Your answer should be the line that contains "As a warehouse robot's perception module, locate glass" and each line after it, restated word for word through the final line of the entries.

Saved data entries
Start of Block

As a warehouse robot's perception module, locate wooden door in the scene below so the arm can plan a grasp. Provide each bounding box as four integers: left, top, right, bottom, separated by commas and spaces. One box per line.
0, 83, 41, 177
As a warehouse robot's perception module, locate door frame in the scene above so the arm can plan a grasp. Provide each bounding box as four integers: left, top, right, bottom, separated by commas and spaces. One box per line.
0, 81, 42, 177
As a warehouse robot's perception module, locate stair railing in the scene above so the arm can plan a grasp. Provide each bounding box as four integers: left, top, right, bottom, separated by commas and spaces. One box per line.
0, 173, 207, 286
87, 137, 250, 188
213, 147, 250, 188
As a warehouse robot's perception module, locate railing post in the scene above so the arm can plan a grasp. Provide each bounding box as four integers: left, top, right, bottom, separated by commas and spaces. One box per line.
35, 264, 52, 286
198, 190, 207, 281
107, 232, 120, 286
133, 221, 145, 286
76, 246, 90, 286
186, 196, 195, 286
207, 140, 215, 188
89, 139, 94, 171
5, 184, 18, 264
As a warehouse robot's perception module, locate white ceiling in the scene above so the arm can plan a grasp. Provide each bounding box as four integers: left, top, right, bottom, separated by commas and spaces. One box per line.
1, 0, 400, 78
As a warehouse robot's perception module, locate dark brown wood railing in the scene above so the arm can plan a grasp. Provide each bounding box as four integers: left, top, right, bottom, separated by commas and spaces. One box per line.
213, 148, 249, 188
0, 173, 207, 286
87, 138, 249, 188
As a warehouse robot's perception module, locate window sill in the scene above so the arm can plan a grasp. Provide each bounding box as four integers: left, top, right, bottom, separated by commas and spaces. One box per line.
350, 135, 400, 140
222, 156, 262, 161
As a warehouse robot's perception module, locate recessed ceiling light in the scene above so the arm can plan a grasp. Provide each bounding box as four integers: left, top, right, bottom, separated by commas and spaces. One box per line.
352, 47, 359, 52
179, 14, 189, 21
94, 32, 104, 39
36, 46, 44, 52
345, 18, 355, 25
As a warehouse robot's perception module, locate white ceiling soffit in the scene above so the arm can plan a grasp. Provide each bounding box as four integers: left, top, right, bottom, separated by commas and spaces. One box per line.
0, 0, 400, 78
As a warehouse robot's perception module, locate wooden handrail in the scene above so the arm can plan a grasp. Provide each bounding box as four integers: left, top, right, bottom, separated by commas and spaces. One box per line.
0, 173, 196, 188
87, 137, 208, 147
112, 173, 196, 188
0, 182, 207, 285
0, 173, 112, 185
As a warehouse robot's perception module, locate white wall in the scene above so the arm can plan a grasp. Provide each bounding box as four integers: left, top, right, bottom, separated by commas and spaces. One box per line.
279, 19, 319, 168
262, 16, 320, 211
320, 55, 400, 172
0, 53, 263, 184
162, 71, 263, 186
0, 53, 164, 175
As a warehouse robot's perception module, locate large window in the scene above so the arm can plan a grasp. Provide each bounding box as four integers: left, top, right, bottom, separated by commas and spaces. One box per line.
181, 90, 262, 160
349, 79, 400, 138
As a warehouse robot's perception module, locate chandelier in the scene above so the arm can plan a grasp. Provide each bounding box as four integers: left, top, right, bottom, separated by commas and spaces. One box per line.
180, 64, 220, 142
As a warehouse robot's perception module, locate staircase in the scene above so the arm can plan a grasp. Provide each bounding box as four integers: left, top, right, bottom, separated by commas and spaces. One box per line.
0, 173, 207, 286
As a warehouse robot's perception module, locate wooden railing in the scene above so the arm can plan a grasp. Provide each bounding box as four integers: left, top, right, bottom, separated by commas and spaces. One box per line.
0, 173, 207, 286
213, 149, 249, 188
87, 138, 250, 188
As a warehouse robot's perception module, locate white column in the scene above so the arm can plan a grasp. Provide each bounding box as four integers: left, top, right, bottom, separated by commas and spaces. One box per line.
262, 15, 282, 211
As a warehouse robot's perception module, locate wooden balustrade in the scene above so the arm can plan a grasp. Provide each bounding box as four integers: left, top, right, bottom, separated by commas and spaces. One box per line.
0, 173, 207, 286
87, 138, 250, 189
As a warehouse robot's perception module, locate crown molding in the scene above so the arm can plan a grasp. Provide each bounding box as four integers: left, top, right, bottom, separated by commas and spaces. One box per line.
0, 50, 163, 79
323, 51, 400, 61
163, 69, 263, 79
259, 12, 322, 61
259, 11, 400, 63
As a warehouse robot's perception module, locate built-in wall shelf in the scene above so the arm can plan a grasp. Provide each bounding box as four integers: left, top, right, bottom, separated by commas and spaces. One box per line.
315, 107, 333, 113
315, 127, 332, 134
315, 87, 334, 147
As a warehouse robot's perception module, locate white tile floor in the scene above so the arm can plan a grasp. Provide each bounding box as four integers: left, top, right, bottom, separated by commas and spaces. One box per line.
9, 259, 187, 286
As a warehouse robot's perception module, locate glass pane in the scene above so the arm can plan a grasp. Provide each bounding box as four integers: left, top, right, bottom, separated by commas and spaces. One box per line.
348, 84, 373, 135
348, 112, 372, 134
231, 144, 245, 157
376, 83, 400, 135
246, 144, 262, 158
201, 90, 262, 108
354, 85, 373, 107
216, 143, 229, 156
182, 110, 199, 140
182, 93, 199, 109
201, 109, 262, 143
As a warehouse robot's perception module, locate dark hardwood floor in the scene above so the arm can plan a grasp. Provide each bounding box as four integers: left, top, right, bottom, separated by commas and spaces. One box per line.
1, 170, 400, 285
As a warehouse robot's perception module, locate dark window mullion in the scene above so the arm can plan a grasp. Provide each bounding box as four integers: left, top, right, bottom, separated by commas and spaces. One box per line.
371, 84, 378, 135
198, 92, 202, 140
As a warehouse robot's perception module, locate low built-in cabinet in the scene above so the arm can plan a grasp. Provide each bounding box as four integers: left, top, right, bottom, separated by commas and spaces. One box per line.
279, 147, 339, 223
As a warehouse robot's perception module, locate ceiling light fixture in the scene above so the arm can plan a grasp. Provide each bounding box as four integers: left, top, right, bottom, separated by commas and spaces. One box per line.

End of Block

## ANSWER BOX
As a warehouse robot's perception module, locate glass pane in the scene above so the arm can plan a grasp. Provide each bounding box as four integers: left, top, right, bottom, separated by commas and spaces. One box per line.
348, 84, 373, 135
348, 112, 372, 134
231, 144, 245, 157
376, 83, 400, 135
246, 144, 262, 158
201, 90, 262, 108
354, 85, 373, 107
216, 143, 229, 156
182, 110, 199, 140
182, 93, 199, 109
201, 109, 262, 143
As a warehouse robot's perception module, locate dark hardwood floor in the scene above so the arm can plan a grasp. Provide each bounding box as four integers: left, top, right, bottom, separated by commas and spaces. One box per line.
1, 170, 400, 285
As a warehouse robot's perception module, locate dark window mullion in the scene above so the arm can plan a grasp. Provide each bounding box as four integers: left, top, right, bottom, separated by commas and spaces. One box per line.
371, 84, 378, 135
198, 92, 202, 140
As a warehouse robot's perception module, locate low built-in cabinet in the scene above so the arm can plan a grasp. Provide each bounding box as four integers: left, top, right, bottom, separated by commas and spaces. One box per line.
279, 147, 339, 223
As a warehouse robot's perception module, locate ceiling light fixture in the scene above so the arm can plan a grasp. Provide each bounding box as four integers: left, top, right, bottom, separated by commas and spaces. One box per line.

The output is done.